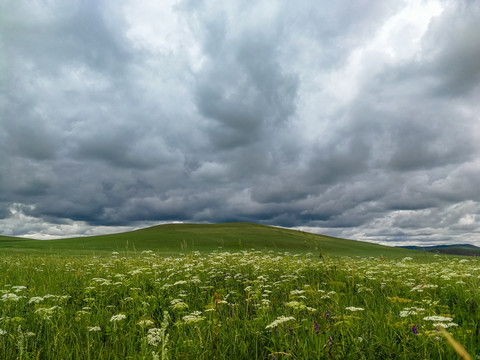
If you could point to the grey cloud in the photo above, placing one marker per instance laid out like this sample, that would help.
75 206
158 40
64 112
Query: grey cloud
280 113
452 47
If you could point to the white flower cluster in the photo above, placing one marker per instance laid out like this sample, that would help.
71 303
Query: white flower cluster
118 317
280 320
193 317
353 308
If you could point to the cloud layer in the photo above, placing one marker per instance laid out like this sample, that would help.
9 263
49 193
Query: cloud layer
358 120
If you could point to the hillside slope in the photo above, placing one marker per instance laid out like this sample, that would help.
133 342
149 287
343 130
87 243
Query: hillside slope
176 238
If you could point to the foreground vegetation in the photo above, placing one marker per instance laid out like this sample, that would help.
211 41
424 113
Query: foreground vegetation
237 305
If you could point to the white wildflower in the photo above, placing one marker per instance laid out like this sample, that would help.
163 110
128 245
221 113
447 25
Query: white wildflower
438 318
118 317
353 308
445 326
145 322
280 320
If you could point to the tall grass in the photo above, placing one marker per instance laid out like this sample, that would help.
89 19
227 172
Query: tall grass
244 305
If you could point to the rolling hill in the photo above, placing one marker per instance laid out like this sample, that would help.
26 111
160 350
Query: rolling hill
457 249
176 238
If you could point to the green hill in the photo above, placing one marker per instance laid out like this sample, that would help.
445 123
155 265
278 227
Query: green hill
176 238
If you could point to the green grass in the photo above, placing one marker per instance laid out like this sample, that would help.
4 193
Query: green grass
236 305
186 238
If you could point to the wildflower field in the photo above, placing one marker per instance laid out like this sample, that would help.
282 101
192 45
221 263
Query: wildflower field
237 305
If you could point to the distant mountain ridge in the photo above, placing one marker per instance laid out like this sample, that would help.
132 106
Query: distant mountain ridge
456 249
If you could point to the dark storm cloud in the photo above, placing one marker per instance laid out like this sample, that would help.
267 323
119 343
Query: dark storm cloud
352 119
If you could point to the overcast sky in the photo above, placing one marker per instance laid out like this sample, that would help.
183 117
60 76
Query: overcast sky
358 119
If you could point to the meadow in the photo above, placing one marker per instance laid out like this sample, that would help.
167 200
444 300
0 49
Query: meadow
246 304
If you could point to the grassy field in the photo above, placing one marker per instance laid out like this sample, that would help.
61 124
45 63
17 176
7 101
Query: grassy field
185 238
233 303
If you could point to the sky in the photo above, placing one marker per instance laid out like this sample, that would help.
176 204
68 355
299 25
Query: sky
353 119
-------------------------
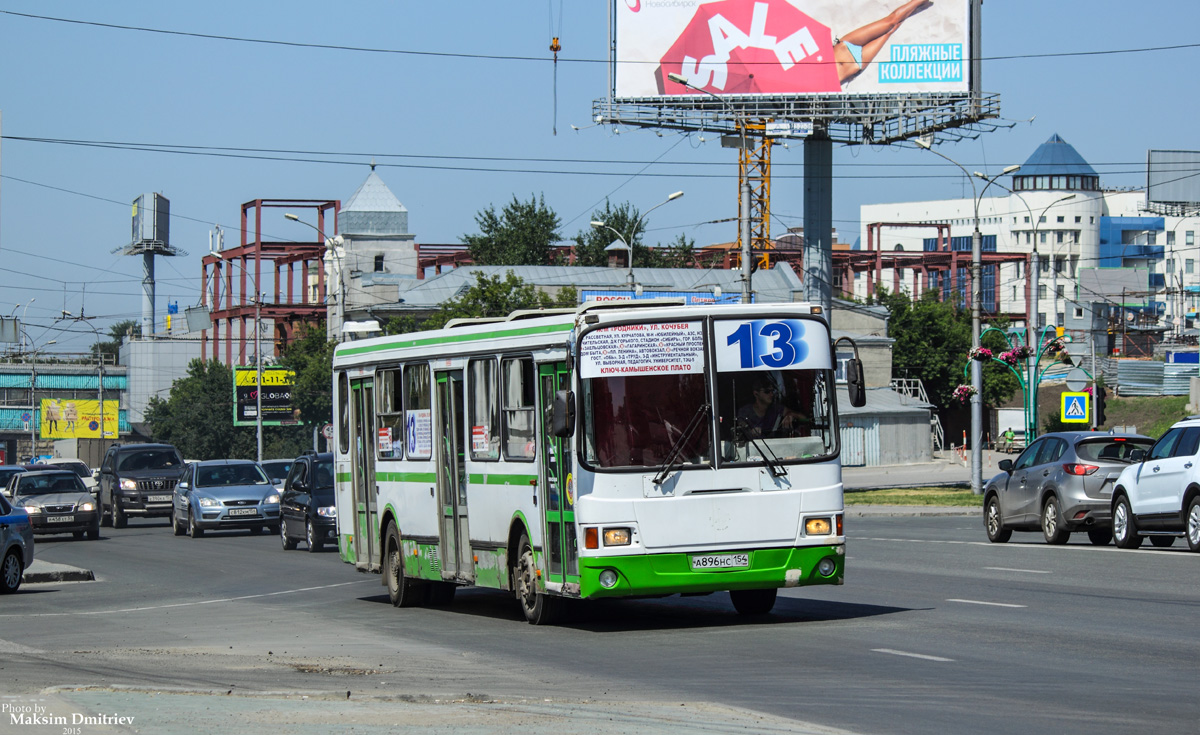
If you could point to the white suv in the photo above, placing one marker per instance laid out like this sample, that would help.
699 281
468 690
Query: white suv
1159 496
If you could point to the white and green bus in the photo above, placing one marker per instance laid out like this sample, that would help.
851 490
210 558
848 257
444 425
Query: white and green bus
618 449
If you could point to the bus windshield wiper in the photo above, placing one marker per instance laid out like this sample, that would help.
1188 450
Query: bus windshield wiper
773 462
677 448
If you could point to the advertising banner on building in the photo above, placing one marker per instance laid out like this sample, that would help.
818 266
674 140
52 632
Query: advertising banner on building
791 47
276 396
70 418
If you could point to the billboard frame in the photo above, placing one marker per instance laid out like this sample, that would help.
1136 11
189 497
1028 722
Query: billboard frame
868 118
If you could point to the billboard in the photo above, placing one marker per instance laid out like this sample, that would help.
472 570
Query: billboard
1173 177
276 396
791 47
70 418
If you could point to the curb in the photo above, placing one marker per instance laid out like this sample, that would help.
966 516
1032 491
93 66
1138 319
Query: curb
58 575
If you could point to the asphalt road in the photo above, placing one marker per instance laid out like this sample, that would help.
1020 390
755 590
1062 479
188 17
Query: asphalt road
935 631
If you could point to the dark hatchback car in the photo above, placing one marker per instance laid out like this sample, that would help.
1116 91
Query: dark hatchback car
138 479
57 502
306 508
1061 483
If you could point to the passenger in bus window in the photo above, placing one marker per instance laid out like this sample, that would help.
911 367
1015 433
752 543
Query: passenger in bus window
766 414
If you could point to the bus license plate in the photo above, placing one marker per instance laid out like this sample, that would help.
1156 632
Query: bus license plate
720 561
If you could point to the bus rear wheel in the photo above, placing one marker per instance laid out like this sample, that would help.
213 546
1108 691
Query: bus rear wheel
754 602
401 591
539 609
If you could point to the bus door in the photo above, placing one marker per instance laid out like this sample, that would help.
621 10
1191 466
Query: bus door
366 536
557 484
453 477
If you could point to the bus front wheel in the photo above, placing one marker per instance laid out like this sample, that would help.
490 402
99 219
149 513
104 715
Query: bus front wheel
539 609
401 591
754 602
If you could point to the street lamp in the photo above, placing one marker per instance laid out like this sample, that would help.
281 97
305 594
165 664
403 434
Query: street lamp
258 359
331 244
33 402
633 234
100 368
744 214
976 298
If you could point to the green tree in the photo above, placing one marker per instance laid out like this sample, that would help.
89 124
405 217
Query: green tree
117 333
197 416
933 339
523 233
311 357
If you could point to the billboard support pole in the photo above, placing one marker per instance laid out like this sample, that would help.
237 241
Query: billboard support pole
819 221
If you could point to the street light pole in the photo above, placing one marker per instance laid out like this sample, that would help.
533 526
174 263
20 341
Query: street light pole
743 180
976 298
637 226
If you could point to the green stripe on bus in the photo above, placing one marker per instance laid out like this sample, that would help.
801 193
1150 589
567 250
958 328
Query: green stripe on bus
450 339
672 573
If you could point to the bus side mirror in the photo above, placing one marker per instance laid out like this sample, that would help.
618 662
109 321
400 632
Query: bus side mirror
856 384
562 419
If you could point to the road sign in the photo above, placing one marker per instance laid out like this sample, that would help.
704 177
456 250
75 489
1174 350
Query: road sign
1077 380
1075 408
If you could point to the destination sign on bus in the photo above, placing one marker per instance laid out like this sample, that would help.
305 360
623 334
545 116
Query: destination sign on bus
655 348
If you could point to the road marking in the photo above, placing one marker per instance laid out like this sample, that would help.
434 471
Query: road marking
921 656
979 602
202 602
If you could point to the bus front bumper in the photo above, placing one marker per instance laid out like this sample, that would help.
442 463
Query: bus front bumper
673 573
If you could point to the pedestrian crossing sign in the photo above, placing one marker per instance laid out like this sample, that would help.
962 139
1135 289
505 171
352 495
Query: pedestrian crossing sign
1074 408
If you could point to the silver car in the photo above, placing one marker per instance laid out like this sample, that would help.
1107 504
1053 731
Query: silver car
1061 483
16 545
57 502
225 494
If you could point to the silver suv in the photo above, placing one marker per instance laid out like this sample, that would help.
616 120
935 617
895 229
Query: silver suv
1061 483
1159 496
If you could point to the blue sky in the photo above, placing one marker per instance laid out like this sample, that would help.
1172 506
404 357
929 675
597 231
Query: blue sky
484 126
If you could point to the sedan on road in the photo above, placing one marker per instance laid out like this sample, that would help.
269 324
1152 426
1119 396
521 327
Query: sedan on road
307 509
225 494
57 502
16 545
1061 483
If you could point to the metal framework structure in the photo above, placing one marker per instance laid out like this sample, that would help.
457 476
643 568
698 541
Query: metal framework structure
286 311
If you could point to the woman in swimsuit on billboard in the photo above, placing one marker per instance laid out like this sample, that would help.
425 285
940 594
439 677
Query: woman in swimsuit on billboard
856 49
-------------------------
List every line in the data above that contains the string "stripe", copying each one in full. Matches must have the same case.

If you could point to the green stripe on bus in the photo above, placing one marker per instance laid out like this sample, that would help.
Query: green stripe on bus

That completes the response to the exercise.